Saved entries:
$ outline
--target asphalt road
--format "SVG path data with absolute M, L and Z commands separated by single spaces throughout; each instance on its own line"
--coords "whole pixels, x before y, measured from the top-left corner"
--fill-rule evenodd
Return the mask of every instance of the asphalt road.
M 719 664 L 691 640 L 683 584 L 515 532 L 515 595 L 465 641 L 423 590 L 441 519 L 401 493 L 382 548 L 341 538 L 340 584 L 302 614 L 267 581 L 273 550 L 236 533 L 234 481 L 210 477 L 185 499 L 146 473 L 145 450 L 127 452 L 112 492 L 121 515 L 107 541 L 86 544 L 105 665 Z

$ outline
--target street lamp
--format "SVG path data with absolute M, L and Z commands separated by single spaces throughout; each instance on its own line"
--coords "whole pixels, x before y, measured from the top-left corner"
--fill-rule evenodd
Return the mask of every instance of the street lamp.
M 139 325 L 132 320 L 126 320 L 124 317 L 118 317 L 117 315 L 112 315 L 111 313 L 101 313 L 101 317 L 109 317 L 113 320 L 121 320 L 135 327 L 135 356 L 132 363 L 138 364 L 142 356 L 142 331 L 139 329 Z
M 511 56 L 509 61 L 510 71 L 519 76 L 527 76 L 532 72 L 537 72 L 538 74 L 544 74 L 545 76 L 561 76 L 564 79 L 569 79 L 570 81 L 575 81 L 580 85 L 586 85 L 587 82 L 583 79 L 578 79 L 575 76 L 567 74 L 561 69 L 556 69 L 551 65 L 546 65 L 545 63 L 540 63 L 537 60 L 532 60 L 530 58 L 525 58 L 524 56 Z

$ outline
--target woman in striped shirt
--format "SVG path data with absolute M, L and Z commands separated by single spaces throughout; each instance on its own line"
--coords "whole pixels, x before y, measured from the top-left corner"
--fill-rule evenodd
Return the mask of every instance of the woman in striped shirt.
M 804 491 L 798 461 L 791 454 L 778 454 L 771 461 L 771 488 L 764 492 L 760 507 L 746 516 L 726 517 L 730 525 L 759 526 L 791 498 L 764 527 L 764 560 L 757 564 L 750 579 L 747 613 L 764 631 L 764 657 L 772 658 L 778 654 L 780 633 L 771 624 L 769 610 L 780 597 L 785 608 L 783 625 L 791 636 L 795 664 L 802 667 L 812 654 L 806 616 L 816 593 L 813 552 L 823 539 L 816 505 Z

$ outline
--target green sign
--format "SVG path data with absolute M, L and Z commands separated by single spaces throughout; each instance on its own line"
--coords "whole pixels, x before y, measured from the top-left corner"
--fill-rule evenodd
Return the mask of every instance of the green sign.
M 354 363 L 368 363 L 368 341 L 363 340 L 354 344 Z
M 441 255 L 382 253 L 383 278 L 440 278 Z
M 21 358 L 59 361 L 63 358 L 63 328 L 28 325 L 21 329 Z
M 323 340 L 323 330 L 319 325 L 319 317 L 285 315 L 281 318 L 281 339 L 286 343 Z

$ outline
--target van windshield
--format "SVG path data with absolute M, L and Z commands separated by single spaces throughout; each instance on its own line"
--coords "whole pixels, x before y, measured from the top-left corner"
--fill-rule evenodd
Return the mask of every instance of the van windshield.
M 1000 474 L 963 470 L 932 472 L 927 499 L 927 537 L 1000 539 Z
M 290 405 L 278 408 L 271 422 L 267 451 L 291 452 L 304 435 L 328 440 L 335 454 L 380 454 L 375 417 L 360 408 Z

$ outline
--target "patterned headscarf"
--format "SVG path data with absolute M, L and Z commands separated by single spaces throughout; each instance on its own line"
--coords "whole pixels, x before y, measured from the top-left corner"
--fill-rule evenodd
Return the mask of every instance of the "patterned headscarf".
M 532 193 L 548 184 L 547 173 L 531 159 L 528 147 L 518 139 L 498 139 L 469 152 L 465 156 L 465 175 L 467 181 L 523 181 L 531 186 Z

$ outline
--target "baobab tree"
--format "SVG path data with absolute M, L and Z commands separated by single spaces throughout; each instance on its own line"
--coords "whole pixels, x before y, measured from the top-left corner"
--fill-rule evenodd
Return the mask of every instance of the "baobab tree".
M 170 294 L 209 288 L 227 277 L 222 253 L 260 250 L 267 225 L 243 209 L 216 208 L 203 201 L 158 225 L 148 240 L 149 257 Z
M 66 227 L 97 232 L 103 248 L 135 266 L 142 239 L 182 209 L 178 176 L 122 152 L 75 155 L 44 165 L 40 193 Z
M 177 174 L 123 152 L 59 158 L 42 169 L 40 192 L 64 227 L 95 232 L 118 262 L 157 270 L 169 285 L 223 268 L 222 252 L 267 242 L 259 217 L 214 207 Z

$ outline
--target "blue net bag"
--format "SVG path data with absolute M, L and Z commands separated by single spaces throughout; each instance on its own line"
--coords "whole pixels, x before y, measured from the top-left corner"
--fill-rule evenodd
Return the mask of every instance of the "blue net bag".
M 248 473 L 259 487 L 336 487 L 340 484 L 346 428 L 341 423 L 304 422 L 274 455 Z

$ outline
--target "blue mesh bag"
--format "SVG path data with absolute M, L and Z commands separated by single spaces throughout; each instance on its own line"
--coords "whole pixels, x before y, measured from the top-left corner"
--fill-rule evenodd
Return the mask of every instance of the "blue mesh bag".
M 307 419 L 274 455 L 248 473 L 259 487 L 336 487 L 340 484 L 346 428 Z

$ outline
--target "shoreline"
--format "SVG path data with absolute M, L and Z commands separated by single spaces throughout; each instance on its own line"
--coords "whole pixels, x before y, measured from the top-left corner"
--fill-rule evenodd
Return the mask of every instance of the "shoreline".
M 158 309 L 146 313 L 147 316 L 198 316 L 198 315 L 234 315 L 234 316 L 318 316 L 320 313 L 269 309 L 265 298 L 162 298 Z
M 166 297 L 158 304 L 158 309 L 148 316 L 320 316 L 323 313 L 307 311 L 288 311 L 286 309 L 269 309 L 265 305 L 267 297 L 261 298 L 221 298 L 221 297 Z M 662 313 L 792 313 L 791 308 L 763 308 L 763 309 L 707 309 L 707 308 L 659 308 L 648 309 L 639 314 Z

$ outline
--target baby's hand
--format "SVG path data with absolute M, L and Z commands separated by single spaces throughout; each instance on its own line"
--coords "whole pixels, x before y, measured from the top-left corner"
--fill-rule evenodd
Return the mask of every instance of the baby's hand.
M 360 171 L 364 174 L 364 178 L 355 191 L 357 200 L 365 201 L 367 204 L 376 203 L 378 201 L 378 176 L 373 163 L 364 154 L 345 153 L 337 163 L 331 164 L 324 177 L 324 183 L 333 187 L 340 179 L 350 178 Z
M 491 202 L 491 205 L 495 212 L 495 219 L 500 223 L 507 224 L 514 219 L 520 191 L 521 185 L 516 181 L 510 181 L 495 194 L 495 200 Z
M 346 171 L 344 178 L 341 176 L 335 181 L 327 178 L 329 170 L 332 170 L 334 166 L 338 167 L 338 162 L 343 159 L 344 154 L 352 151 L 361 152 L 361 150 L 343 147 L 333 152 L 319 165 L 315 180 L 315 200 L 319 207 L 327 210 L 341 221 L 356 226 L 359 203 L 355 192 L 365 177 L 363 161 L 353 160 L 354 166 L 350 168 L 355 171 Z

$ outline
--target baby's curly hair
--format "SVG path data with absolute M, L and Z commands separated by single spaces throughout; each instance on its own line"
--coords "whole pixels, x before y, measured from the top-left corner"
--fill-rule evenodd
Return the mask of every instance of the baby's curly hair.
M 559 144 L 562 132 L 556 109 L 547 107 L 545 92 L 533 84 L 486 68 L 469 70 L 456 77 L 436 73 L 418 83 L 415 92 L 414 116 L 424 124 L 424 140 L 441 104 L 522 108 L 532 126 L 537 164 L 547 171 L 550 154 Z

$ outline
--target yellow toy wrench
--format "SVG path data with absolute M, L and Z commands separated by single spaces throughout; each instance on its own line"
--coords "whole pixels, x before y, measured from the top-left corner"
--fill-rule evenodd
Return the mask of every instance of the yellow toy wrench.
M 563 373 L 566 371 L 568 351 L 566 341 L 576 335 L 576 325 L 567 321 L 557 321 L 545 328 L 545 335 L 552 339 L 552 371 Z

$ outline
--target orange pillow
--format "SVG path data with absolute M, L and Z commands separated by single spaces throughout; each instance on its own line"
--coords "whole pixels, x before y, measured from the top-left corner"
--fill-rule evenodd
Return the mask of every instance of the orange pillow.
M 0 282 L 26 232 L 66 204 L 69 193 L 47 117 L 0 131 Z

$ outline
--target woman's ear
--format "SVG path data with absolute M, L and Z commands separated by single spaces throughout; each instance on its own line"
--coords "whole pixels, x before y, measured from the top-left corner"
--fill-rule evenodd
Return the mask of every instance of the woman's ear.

== Task directions ==
Transcribe the records above exactly, from the opening line down to and including the line with "--target green sign".

== Expected answer ==
$ outline
--target asphalt road
--format "SVG path data with absolute M, L and Z commands separated by single spaces throughout; each instance on its own line"
--coords "whole pixels, x before y, measured from the top-left corner"
--fill-rule evenodd
Return the mask of every instance of the asphalt road.
M 719 664 L 691 640 L 683 584 L 515 532 L 515 595 L 465 641 L 423 590 L 441 519 L 401 493 L 382 548 L 341 538 L 340 584 L 302 614 L 267 581 L 273 550 L 236 533 L 234 481 L 210 477 L 185 499 L 146 473 L 145 450 L 127 452 L 112 492 L 121 515 L 107 541 L 86 544 L 105 665 Z

$ outline
--target street lamp
--format "SVG path data with absolute M, L and Z commands separated by single spaces throughout; each instance on its own line"
--coords "whole pixels, x before y, measured from the top-left corner"
--fill-rule evenodd
Return the mask of every instance of the street lamp.
M 139 325 L 132 320 L 126 320 L 124 317 L 118 317 L 117 315 L 112 315 L 111 313 L 101 313 L 101 317 L 109 317 L 113 320 L 121 320 L 135 327 L 135 356 L 132 363 L 138 364 L 142 356 L 142 331 L 139 329 Z
M 511 56 L 509 61 L 510 71 L 519 76 L 527 76 L 532 72 L 537 72 L 538 74 L 544 74 L 545 76 L 561 76 L 564 79 L 569 79 L 570 81 L 575 81 L 580 85 L 586 85 L 587 82 L 583 79 L 578 79 L 575 76 L 567 74 L 561 69 L 556 69 L 551 65 L 546 65 L 545 63 L 540 63 L 537 60 L 532 60 L 530 58 L 525 58 L 524 56 Z

$ outline
--target woman in striped shirt
--format "SVG path data with absolute M, L and Z commands separated by single spaces throughout; each instance on its own line"
--coords "whole pixels, x before y, measured from the top-left corner"
--fill-rule evenodd
Return the mask of every instance of the woman in striped shirt.
M 804 491 L 798 461 L 791 454 L 778 454 L 771 461 L 771 488 L 764 492 L 760 507 L 746 516 L 726 517 L 730 525 L 759 526 L 791 498 L 764 527 L 764 560 L 757 564 L 750 579 L 747 613 L 764 631 L 764 657 L 772 658 L 778 654 L 780 633 L 771 624 L 769 610 L 780 597 L 785 608 L 783 625 L 791 636 L 795 664 L 802 667 L 812 654 L 806 616 L 816 593 L 813 552 L 823 539 L 816 505 Z

$ outline
--target green sign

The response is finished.